(Data extracted from a collection)
::::::::::
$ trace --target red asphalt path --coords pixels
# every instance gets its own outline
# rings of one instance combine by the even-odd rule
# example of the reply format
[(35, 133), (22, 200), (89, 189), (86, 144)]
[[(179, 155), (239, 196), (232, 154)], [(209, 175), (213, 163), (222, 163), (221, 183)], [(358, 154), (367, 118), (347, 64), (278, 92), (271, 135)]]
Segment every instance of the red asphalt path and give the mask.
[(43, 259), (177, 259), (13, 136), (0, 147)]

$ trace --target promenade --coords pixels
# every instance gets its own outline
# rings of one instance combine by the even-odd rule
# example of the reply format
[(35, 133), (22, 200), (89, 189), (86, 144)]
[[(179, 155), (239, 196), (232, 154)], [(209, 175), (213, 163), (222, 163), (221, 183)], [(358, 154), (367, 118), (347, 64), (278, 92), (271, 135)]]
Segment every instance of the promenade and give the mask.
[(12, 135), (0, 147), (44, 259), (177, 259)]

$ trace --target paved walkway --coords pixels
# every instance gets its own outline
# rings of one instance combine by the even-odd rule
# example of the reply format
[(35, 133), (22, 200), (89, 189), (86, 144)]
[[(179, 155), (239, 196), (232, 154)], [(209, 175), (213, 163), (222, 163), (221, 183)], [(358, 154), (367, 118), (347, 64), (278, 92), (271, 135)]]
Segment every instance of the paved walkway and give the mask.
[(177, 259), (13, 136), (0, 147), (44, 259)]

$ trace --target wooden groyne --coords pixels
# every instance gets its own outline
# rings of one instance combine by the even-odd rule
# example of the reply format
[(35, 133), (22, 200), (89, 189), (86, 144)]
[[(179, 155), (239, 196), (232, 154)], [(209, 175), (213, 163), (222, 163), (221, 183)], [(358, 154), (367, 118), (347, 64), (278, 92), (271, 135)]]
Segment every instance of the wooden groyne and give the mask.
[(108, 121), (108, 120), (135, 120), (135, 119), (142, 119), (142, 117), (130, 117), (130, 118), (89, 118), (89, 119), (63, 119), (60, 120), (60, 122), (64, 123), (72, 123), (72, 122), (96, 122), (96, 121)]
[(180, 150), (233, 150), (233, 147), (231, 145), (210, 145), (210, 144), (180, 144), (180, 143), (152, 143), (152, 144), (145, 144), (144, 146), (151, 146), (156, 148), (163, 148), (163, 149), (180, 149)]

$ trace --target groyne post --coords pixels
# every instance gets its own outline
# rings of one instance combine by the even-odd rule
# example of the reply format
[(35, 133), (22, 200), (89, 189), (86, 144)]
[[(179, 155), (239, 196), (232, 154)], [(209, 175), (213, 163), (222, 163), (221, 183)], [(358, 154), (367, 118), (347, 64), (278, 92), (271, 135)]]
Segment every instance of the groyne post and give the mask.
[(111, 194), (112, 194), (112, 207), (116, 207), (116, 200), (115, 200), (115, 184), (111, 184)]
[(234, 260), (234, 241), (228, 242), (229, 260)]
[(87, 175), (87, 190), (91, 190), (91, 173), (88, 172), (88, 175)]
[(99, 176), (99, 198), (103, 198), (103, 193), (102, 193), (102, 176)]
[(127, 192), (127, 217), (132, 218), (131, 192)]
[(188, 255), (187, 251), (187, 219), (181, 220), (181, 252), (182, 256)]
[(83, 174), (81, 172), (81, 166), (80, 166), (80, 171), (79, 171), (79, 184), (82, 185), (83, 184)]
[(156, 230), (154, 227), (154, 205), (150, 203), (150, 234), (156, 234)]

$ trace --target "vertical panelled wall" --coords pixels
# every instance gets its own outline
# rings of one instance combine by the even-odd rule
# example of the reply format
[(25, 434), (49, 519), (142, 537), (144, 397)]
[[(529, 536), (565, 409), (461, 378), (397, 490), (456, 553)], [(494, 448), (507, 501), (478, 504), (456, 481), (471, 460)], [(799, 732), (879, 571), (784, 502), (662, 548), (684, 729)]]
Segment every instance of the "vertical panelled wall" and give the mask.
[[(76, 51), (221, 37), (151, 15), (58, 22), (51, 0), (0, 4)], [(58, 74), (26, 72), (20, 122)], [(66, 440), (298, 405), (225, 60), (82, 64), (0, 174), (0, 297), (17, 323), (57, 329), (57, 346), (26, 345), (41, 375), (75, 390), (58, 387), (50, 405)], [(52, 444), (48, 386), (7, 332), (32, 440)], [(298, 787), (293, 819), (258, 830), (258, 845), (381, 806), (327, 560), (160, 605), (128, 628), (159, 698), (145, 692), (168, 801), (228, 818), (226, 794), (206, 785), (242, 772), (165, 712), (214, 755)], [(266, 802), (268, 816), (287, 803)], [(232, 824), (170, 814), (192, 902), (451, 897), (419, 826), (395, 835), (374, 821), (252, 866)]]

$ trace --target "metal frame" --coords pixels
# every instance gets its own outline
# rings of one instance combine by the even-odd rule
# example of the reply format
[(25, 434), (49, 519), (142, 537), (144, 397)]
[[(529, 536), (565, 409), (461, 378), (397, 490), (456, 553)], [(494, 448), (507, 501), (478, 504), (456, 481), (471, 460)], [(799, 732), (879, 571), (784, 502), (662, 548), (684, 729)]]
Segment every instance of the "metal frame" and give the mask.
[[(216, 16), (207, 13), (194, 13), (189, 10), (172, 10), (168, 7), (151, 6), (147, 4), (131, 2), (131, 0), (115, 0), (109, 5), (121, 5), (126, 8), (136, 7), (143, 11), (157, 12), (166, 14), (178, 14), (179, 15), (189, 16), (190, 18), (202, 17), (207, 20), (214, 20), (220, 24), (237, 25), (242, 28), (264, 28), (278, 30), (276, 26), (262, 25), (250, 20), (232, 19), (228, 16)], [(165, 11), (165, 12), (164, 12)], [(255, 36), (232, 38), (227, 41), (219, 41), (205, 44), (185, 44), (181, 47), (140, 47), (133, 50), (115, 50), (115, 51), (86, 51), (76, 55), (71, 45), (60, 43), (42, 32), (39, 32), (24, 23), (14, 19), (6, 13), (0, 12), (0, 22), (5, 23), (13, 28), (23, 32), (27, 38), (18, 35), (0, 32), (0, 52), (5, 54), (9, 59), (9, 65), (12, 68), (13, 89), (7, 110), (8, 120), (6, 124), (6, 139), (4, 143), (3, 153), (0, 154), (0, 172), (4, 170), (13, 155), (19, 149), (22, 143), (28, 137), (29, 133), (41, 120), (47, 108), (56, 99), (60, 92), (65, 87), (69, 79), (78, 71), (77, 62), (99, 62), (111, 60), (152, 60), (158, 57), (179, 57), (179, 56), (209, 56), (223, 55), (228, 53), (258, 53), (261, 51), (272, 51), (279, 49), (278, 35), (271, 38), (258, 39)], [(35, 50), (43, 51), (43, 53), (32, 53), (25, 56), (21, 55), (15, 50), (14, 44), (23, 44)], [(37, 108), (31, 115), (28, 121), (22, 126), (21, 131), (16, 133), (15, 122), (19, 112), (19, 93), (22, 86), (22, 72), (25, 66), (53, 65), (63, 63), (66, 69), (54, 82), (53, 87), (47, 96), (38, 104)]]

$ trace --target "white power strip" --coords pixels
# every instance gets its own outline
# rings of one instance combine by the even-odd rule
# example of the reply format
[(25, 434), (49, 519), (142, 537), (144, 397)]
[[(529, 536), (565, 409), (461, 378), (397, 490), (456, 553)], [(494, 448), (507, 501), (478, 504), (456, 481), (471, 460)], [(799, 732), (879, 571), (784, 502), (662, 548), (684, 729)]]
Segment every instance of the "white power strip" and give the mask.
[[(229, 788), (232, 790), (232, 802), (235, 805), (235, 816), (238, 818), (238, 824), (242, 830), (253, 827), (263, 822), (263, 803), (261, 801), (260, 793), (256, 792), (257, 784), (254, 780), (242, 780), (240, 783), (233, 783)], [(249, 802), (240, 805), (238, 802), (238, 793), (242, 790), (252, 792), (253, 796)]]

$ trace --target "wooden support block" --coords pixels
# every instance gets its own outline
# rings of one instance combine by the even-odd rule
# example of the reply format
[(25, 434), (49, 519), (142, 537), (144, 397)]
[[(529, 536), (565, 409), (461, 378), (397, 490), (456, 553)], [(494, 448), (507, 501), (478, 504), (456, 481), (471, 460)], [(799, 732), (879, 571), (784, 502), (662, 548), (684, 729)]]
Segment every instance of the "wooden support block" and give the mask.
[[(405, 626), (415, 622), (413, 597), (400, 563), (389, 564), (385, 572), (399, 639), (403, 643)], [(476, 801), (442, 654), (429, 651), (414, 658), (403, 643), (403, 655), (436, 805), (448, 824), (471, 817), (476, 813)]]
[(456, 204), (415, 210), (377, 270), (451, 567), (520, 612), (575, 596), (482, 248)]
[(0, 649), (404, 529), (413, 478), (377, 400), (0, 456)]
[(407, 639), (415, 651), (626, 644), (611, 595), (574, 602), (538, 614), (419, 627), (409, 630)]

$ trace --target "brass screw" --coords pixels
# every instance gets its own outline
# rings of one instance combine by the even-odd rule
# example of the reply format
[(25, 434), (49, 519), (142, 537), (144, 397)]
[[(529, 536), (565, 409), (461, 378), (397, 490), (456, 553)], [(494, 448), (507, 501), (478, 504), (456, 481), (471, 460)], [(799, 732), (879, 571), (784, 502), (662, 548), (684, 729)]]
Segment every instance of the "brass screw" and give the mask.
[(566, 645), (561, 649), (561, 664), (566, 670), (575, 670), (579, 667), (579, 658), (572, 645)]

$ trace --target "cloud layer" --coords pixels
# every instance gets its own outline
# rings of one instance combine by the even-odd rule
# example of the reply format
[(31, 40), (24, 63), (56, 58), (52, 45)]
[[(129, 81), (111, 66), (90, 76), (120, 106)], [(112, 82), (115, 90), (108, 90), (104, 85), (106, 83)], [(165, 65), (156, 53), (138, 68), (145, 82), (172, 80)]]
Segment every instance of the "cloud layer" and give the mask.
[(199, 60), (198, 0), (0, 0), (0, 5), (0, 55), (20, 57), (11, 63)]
::::::::::
__The task__
Rewrite the lines from the line with "promenade --coords pixels" up to and including the line with "[(12, 135), (0, 147), (44, 259), (177, 259)]", putting "polygon" wherever "mask" appears and changing nothing else.

__Task answer__
$ trace --target promenade --coords pixels
# every instance gets its own outline
# rings of one instance combine by the even-odd rule
# example of the reply format
[(35, 133), (22, 200), (89, 189), (86, 144)]
[[(179, 155), (239, 196), (232, 154)], [(209, 175), (213, 163), (222, 163), (221, 183)], [(358, 154), (367, 118), (347, 64), (278, 92), (271, 135)]]
Segment every instance of the promenade and give the polygon.
[(12, 135), (0, 147), (44, 259), (177, 259)]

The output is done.